**EXTRACT PROVIDED**:
▼

This is why the call was left exposed for everyone to appropriate as they wanted. As this specific action campaign did not revolve around any personal demands, it could not have had a person-centered character. As prisoners and so of necessity unable to have our bodies run freely in the wild paths of continuous anarchist insurrection, the only way for us to connect with the world of struggle outside the walls is the mutual fermentation between us, and thanks to this fermentation we sought communication with those collectives and individuals who believed or hoped that a dialogue, an agreement, would be fruitful. The absurdity of the situation is not that some responded to us and some did not, but the fact that others accused us in retrospect of seeking no agreement.
That campaigns of struggle as in Black December may have as their theme invoking the memory of our dead comrades in no way means that they attempted a resuscitation of past insurrectional events. Collective subversive memory was, is, and will continue to be a vital part of polymorphic anarchist struggle. The blood of our comrades will never run dry on the pages of dusty books, which form the ideological alibi of inertia for the official intelligentsia of the “radical” aristocracy, but will continue flowing in the veins of fighters currently arming their minds and their hands on countless occasions to manifest in every way, possible and impossible, their hatred against the world of power and its minions.

▲

**Object point labels**:
▼

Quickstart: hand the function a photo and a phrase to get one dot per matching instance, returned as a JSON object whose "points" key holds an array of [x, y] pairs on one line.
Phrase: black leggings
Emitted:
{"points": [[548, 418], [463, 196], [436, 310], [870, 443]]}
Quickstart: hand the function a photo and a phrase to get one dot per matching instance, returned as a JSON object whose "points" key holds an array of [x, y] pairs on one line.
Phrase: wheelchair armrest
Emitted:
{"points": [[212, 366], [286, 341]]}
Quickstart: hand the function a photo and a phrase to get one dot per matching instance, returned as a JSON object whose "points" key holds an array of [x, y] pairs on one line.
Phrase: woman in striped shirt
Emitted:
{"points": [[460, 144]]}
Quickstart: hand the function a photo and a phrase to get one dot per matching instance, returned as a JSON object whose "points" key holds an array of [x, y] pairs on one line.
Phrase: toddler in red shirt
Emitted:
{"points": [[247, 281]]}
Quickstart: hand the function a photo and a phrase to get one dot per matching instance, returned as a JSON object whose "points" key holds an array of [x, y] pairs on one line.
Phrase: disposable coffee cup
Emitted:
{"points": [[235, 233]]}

▲
▼

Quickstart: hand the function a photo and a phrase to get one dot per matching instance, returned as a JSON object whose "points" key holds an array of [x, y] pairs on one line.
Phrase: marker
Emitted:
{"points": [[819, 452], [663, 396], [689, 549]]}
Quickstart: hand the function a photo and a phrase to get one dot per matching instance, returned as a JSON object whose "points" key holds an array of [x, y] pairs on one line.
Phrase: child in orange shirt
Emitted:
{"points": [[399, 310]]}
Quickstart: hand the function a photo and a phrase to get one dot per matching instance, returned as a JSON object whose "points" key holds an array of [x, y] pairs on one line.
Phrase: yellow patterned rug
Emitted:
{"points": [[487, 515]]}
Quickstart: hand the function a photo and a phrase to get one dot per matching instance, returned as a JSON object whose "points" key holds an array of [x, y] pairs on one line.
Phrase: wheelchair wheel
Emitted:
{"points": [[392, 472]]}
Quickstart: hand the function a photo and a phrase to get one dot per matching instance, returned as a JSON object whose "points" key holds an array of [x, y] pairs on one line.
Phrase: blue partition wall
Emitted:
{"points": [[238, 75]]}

▲

**PARTS OF THE EXERCISE**:
[1] Reproduce the portion of the statement on the Black December campaign that opens with the words containing "That campaigns of" and closes with "and its minions.".
[2] Answer the following from the statement on the Black December campaign:
(a) Why, according to the statement, could the action campaign not have had a person-centered character?
(b) What does the statement give as the only way for the prisoners to connect with the world of struggle outside the walls?
(c) What does the statement say collective subversive memory was, is, and will continue to be?
[3] Continue the statement on the Black December campaign, beginning after its final sentence.

**THE ANSWERS**:
[1]
That campaigns of struggle as in Black December may have as their theme invoking the memory of our dead comrades in no way means that they attempted a resuscitation of past insurrectional events. Collective subversive memory was, is, and will continue to be a vital part of polymorphic anarchist struggle. The blood of our comrades will never run dry on the pages of dusty books, which form the ideological alibi of inertia for the official intelligentsia of the “radical” aristocracy, but will continue flowing in the veins of fighters currently arming their minds and their hands on countless occasions to manifest in every way, possible and impossible, their hatred against the world of power and its minions.

[2]
(a) Because it did not revolve around any personal demands.
(b) The mutual fermentation between them.
(c) A vital part of polymorphic anarchist struggle.

[3]
The memory of the armed anarchist minority and rioters murdered by uniformed assassins is a memory that reminds us that when we take up arms and attack the order of legality, it is above all else a stance of responsibility and consequentiality for our dead, for those who gave their lives in the struggle and for the struggle. It is this memory that reminds us that anarchy must be dangerous for authority, violent and absolute against the exponents of enslavement, sharp and guarded against anyone who tries to soften its characteristics.
Therefore, invoking the memory of our dead is an invitation to struggle, nothing more and nothing less, a moment of struggle on the route of uncompromising anarchist rebellion in the wilderness of social subordination.
“For an informal anarchist platform, in theory and practice”
“The international anti-authoritarian insurrection is therefore based on a progressive deepening of mutual understanding between all subscribing to it. This is undoubtedly a revolutionary meeting, to the extent that it will be directed to the exchange of information on the mutual work that each member, each group, each structure, and so on, carries within their own spatial reality.”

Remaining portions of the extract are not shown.